(Задание) Повторите без изменений часть отрывка о задаче 1327G, начиная с «map<char, int> nxt[M];» и продолжая до «if(!nxt[x].count(c))» включительно.

(Отрывок)
1327G - Буквы и знаки вопроса

Idea: BledDest

Tutorial is loading...
#include<bits/stdc++.h>

using namespace std;

const int N = 8000043;
const int K = 15;
const int M = 1043;

int k;
char buf[N], buf2[M];
vector<string> t;
vector<int> c;
string s;

map<char, int> nxt[M];
int lnk[M];
int p[M];
char pchar[M];
map<char, int> go[M];
int term[M];
int ts = 1;
int A[M][K];
int F[M][K];
int dp[M];

int get_nxt(int x, char c)
{
    if(!nxt[x].count(c))
    {
        p[ts] = x;
        pchar[ts] = c;
        nxt[x][c] = ts++;
    }
    return nxt[x][c];
}

void add_string(int i)
{
    int cur = 0;
    for(auto x : t[i])
    {
        cur = get_nxt(cur, x);
    }
    term[cur] += c[i];
}

int get_go(int x, char c);

int get_lnk(int x)
{
    if(lnk[x] != -1)
        return lnk[x];
    if(x == 0 || p[x] == 0)
        return lnk[x] = 0;
    return lnk[x] = get_go(get_lnk(p[x]), pchar[x]);
}

int get_dp(int x)
{
    if(dp[x] != -1)
        return dp[x];
    dp[x] = term[x];
    if(get_lnk(x) != x)
        dp[x] += get_dp(get_lnk(x));
    return dp[x];
}

int get_go(int x, char c)
{
    if(go[x].count(c))
        return go[x][c];
    if(nxt[x].count(c))
        return go[x][c] = nxt[x][c];
    if(x == 0)

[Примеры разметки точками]
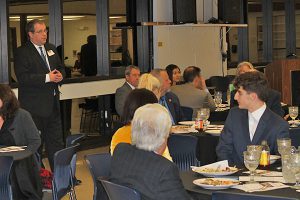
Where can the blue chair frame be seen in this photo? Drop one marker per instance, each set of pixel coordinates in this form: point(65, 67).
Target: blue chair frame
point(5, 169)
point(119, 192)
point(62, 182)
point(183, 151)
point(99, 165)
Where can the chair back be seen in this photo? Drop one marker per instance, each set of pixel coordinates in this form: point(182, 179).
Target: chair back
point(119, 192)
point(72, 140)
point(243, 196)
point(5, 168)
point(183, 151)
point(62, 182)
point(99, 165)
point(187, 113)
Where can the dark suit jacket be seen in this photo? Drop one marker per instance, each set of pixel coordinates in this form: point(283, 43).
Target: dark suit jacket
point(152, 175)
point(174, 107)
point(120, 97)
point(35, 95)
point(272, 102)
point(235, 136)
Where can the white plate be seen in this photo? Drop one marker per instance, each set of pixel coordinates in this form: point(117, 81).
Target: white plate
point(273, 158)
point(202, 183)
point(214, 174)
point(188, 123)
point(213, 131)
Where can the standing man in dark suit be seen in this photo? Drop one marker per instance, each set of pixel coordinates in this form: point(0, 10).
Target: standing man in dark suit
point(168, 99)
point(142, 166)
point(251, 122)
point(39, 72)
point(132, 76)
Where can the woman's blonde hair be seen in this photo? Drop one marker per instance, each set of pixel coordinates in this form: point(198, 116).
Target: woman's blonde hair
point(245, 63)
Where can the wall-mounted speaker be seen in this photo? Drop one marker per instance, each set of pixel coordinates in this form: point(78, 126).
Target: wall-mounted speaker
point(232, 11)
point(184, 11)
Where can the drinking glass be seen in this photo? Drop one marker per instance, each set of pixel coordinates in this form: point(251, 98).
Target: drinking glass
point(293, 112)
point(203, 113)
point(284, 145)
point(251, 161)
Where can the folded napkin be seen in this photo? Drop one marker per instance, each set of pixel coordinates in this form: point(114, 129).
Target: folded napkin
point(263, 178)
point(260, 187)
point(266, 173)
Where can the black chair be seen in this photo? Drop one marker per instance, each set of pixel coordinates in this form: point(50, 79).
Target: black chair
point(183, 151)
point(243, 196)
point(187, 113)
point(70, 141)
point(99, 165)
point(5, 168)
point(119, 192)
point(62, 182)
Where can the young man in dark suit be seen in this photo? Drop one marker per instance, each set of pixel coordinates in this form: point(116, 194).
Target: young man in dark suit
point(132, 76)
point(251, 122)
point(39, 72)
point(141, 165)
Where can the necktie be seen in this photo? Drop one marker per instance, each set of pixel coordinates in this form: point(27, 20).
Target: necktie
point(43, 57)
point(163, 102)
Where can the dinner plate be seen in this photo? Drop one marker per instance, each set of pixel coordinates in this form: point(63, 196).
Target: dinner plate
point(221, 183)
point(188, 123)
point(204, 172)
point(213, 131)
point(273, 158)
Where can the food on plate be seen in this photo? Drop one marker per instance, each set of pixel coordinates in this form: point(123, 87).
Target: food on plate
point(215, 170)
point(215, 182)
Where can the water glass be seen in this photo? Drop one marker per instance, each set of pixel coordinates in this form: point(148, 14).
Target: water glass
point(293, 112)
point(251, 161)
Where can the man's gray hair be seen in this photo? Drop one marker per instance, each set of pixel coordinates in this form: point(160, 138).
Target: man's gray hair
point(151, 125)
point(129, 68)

...

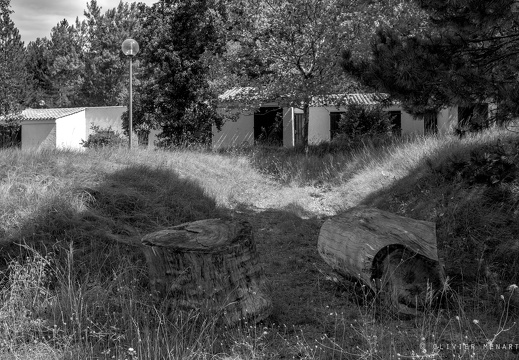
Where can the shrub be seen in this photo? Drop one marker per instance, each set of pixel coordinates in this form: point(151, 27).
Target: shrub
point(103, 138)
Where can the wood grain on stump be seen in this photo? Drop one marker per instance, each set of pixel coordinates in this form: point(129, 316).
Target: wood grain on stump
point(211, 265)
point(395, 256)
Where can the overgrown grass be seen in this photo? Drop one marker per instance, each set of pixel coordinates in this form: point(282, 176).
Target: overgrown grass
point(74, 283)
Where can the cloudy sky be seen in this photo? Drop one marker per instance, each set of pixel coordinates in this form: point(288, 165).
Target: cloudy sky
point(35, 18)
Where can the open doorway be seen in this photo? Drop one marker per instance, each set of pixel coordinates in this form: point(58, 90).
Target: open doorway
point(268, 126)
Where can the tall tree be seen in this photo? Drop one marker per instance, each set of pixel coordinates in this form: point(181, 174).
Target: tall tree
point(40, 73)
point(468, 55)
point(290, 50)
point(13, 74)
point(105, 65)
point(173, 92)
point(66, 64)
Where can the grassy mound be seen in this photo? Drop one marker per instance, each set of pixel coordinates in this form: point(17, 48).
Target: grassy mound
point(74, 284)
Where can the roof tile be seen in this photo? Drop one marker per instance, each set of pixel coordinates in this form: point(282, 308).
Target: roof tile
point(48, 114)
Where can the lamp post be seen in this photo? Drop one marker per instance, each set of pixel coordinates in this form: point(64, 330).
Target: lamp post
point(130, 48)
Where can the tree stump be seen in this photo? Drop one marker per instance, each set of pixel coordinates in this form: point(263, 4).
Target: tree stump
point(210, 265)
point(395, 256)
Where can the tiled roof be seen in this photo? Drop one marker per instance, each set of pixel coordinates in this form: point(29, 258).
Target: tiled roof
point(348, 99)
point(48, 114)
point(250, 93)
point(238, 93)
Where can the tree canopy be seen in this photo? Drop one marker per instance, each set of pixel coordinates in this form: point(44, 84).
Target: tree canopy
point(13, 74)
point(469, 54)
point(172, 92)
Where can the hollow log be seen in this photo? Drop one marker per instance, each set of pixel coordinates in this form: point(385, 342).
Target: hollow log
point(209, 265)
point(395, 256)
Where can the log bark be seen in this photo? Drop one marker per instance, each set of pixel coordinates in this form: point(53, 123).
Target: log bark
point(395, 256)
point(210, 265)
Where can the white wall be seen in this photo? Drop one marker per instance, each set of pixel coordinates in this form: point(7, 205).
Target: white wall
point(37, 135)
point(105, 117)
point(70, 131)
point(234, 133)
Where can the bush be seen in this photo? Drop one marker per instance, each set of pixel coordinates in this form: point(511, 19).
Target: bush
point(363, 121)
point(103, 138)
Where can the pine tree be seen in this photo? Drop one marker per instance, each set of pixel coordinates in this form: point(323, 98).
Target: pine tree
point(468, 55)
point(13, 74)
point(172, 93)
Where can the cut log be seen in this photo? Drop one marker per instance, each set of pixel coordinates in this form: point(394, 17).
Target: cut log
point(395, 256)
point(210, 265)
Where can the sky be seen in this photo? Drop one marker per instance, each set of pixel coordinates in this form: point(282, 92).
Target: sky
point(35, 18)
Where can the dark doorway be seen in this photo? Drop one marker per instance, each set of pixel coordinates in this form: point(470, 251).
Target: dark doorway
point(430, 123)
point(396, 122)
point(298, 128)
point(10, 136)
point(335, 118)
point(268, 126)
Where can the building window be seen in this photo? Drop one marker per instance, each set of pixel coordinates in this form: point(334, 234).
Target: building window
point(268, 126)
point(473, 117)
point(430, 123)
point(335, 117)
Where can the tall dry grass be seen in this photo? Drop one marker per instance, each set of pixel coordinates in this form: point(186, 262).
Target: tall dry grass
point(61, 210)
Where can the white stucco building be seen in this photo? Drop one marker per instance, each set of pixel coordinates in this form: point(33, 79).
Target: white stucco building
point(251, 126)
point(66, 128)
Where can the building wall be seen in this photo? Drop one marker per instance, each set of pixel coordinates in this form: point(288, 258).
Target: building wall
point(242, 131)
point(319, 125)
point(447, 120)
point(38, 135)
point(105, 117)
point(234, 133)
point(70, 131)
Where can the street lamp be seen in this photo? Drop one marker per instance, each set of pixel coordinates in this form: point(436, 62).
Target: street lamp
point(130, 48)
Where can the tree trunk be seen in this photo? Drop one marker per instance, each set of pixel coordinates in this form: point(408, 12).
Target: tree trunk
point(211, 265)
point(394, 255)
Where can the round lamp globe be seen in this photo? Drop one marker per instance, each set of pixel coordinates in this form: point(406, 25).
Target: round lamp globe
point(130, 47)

---

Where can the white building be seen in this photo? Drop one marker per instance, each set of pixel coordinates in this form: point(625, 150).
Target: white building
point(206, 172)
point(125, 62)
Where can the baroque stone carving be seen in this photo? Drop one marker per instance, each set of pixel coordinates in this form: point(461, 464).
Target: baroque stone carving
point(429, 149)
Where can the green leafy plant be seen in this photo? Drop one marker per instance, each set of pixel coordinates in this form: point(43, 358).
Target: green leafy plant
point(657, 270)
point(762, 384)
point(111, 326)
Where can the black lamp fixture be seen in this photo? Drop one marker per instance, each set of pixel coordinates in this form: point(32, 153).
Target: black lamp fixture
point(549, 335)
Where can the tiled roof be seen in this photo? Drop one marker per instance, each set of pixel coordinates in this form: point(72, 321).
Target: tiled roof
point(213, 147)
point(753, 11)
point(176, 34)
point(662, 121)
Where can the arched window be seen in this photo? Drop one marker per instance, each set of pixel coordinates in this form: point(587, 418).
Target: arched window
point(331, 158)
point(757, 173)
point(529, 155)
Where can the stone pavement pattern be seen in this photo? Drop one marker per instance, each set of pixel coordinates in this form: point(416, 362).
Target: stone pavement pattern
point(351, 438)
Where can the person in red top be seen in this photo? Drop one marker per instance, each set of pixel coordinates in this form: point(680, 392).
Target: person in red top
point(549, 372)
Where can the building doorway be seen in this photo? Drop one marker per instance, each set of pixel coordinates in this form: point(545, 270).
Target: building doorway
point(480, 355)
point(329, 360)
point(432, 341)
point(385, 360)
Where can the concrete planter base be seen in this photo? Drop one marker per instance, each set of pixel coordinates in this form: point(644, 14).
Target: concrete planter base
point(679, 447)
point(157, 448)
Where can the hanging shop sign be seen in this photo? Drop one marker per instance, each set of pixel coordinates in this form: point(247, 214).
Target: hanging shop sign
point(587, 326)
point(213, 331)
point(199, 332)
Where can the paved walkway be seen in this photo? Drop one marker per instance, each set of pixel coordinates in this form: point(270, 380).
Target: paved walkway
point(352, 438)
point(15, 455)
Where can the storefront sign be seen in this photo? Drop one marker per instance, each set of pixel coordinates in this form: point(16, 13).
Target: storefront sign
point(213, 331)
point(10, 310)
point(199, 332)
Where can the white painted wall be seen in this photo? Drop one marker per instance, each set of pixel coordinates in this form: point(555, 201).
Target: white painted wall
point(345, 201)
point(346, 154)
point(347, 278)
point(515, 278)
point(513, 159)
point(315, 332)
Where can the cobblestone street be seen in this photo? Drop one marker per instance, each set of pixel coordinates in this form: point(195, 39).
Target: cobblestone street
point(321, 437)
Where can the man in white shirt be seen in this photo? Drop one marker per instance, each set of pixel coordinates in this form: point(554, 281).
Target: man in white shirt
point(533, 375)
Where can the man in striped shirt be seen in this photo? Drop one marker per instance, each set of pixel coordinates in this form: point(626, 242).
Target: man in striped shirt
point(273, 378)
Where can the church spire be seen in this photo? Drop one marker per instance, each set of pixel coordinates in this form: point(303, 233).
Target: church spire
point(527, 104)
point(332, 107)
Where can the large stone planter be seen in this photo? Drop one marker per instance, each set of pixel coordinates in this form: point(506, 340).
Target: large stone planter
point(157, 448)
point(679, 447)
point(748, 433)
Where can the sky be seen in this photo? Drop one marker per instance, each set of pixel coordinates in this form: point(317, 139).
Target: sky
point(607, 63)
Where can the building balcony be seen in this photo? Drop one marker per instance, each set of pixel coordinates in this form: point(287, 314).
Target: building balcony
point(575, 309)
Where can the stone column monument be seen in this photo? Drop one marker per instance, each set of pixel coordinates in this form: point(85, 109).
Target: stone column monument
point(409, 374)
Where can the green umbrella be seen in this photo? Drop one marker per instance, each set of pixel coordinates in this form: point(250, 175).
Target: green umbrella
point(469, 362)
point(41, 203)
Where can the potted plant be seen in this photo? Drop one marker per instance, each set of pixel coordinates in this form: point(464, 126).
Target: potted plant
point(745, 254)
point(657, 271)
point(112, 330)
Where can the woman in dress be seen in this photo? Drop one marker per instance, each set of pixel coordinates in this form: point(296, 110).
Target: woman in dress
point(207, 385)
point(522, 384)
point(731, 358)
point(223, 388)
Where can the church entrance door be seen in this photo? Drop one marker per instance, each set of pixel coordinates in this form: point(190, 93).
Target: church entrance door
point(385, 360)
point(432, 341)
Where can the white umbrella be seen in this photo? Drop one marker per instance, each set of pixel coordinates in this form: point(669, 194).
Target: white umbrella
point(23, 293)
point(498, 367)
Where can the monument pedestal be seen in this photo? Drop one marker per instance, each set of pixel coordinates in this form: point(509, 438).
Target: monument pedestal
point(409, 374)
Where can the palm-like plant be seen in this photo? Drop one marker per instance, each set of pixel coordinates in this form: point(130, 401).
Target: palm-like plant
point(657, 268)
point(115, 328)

(Готовый ответ)
map<char, int> nxt[M];
int lnk[M];
int p[M];
char pchar[M];
map<char, int> go[M];
int term[M];
int ts = 1;
int A[M][K];
int F[M][K];
int dp[M];

int get_nxt(int x, char c)
{
    if(!nxt[x].count(c))